> **WORK REQUEST**
Whatever the records say, set them down exactly.

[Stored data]
============

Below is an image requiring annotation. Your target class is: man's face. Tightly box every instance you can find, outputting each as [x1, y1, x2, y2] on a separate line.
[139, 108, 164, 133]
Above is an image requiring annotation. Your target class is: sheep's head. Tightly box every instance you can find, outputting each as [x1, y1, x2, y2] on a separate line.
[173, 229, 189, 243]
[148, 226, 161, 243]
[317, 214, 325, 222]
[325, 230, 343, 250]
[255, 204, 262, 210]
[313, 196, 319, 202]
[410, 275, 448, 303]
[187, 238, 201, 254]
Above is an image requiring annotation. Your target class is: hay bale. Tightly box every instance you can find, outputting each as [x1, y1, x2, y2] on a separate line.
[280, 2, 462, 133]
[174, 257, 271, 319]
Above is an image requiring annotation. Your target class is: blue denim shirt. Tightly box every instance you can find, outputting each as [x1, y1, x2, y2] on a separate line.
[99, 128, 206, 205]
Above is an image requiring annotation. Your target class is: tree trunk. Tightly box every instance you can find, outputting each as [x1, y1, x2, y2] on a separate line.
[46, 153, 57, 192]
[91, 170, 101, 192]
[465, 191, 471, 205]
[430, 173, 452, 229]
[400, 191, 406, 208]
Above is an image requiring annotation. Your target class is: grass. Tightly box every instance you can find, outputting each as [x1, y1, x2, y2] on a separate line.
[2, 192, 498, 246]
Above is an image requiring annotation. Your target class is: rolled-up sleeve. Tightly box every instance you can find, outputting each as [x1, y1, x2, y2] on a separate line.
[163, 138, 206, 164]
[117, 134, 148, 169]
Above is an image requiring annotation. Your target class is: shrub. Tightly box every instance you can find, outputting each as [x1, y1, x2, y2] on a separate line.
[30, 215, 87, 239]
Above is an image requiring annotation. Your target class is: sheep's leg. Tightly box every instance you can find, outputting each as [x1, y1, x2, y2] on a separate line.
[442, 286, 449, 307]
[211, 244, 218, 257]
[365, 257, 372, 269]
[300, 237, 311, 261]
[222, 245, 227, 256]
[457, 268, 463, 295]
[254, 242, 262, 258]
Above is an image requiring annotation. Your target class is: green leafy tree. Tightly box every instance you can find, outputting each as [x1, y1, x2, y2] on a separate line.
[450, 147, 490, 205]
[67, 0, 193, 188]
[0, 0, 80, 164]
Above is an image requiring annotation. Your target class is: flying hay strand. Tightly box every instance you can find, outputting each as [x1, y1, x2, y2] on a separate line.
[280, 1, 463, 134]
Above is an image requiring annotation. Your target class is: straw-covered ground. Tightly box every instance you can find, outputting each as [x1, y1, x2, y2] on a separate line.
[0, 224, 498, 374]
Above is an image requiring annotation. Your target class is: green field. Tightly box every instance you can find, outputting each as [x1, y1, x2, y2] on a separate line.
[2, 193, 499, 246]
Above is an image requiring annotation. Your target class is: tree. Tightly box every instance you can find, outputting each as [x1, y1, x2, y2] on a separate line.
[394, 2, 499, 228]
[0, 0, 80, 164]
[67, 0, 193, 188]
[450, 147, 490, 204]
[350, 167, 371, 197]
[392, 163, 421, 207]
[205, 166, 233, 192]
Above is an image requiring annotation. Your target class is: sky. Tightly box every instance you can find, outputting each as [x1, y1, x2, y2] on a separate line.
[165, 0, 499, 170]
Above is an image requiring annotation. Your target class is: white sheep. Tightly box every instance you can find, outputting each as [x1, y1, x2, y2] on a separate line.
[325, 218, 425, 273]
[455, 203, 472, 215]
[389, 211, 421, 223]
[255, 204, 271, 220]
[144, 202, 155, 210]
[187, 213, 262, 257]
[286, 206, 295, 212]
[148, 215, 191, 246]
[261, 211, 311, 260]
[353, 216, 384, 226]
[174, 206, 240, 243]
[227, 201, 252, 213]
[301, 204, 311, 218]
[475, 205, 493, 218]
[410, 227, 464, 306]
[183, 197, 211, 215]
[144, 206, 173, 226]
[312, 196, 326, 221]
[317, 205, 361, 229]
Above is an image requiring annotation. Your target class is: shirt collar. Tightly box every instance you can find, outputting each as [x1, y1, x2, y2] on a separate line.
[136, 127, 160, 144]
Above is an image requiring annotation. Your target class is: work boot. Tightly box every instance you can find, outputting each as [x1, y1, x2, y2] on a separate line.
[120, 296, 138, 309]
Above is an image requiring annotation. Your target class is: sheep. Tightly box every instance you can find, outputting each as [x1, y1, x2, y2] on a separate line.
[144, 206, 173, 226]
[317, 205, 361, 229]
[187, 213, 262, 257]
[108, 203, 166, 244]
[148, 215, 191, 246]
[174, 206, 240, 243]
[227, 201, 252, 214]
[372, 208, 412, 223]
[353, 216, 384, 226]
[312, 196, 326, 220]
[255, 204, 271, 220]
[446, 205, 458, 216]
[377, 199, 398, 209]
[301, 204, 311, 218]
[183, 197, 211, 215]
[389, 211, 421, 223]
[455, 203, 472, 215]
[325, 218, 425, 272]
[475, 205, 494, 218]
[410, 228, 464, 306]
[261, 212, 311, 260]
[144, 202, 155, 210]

============

> **RESULT FOR THIS TASK**
Below is an image requiring annotation. Your target class is: man's face. Tightly box every instance you can find, outputting each as [x1, y1, x2, y2] on a separate line.
[139, 108, 164, 133]
Above is an image requiring annotation. Your target class is: sheep's head. Tightly box every instance you can find, outputting each as [x1, y1, x2, y2] on a separate line.
[173, 229, 189, 243]
[148, 226, 161, 243]
[317, 214, 325, 222]
[325, 230, 343, 250]
[255, 204, 262, 210]
[313, 196, 319, 202]
[410, 275, 448, 303]
[187, 238, 201, 254]
Above is an image requiring annotation. Your target class is: hay bale. Tightly box every instance you can find, outputting each as [x1, y1, x2, y2] on a separate line.
[280, 2, 462, 133]
[174, 257, 271, 319]
Above is an image requiring annotation. Your target class is: blue denim shirt. Tightly box every instance you can find, outputting each as [x1, y1, x2, y2] on a separate line.
[99, 128, 206, 205]
Above is an image requiring annotation. Your target class is: tree trunk. Tightly box every instance you can find, outputting each as [x1, y1, x2, y2] on a separate line.
[46, 153, 57, 192]
[91, 170, 101, 192]
[465, 191, 471, 205]
[430, 173, 452, 229]
[400, 191, 406, 208]
Above is an image requiring annotation. Your target class is: grass. Tightly box every instance you can find, outputting each as [x1, y1, x2, y2] on a separate line.
[2, 192, 498, 246]
Above is an image requiring annotation. Your target class is: rolled-up sleeve. Tightly box every instance you can find, outputting each as [x1, y1, x2, y2] on a separate line.
[163, 138, 206, 164]
[117, 134, 148, 169]
Above is an image requiring annotation. Your target class is: shrub. Tightly box every instance you can find, outputting each as [x1, y1, x2, y2] on a separate line.
[30, 215, 87, 239]
Above is an image requiring annotation. Your target class is: sheep's leg. Tightly box every instance you can find, outputting each as [x1, y1, x2, y2] on a separate line.
[442, 286, 449, 307]
[211, 244, 218, 257]
[365, 257, 372, 269]
[300, 237, 311, 261]
[222, 245, 227, 256]
[457, 268, 463, 295]
[254, 242, 262, 258]
Above is an image requiring annotation. Your target class is: green leafy tree. Tightly box every instance you can find, outputting each as [x1, y1, x2, y2] on a separate line.
[450, 147, 490, 205]
[67, 0, 193, 188]
[0, 0, 80, 164]
Above is an image requiring annotation. Your target class is: flying hay strand. Tightly box every instance you can find, outputting each as [x1, y1, x2, y2] on a separate line.
[280, 1, 463, 134]
Above is an image requiring annotation. Your target class is: straw-covered ground. Tightly box every instance you can find, outputting each as [x1, y1, x2, y2] on a separate line.
[0, 224, 498, 374]
Above is an image requiring annotation. Your target class is: green field. Tightly box every instance you can find, outputting each as [x1, y1, x2, y2] on a separate line.
[2, 193, 499, 246]
Above is an image requiring annotation. Your target class is: tree. Tightly box every instance you can find, outputting each as [x1, y1, x2, y2] on a separate line.
[394, 2, 499, 228]
[0, 0, 80, 164]
[67, 0, 193, 188]
[450, 147, 490, 204]
[350, 167, 371, 197]
[392, 163, 421, 207]
[205, 166, 233, 192]
Above is an image requiring annotation. Your target class is: sky. Tightly box every instance you can find, outputting each as [x1, y1, x2, y2] on a separate line.
[165, 0, 499, 170]
Above is an image requiring annotation. Your target class is: white sheep. Tightly box every instance you can find, outputting each as [x1, y1, x2, y2] on a separate line.
[325, 218, 425, 273]
[455, 203, 472, 215]
[389, 211, 421, 223]
[255, 204, 271, 220]
[144, 202, 155, 210]
[187, 213, 262, 257]
[286, 206, 295, 212]
[148, 215, 191, 246]
[261, 211, 311, 260]
[353, 216, 384, 226]
[174, 206, 240, 243]
[227, 201, 252, 213]
[301, 204, 311, 218]
[475, 205, 493, 218]
[410, 227, 464, 306]
[183, 197, 211, 215]
[144, 206, 173, 226]
[312, 196, 326, 221]
[317, 205, 361, 229]
Above is an image requiring annotation. Your target class is: shirt collar. Tightly box every instance you can find, outputting each as [x1, y1, x2, y2] on a separate line.
[136, 127, 160, 144]
Above is an image requiring annotation. Your target class is: work boot. Tightly box every instance you can find, outputting each as [x1, y1, x2, y2] on a separate line.
[120, 296, 138, 309]
Above is an image requiring annotation. Your target class is: sheep. Tightly box every instance you can find, outputting each as [x1, y1, x2, y2] on a separate line.
[144, 206, 173, 226]
[317, 205, 361, 229]
[187, 213, 262, 257]
[108, 203, 166, 244]
[148, 215, 191, 246]
[174, 206, 240, 243]
[227, 201, 252, 214]
[372, 208, 412, 223]
[353, 216, 384, 226]
[312, 196, 326, 220]
[255, 204, 271, 220]
[446, 205, 458, 216]
[377, 199, 398, 209]
[301, 204, 311, 218]
[183, 197, 211, 215]
[389, 211, 421, 223]
[455, 203, 472, 215]
[325, 218, 425, 272]
[475, 205, 494, 218]
[410, 228, 464, 306]
[261, 212, 311, 260]
[144, 202, 155, 210]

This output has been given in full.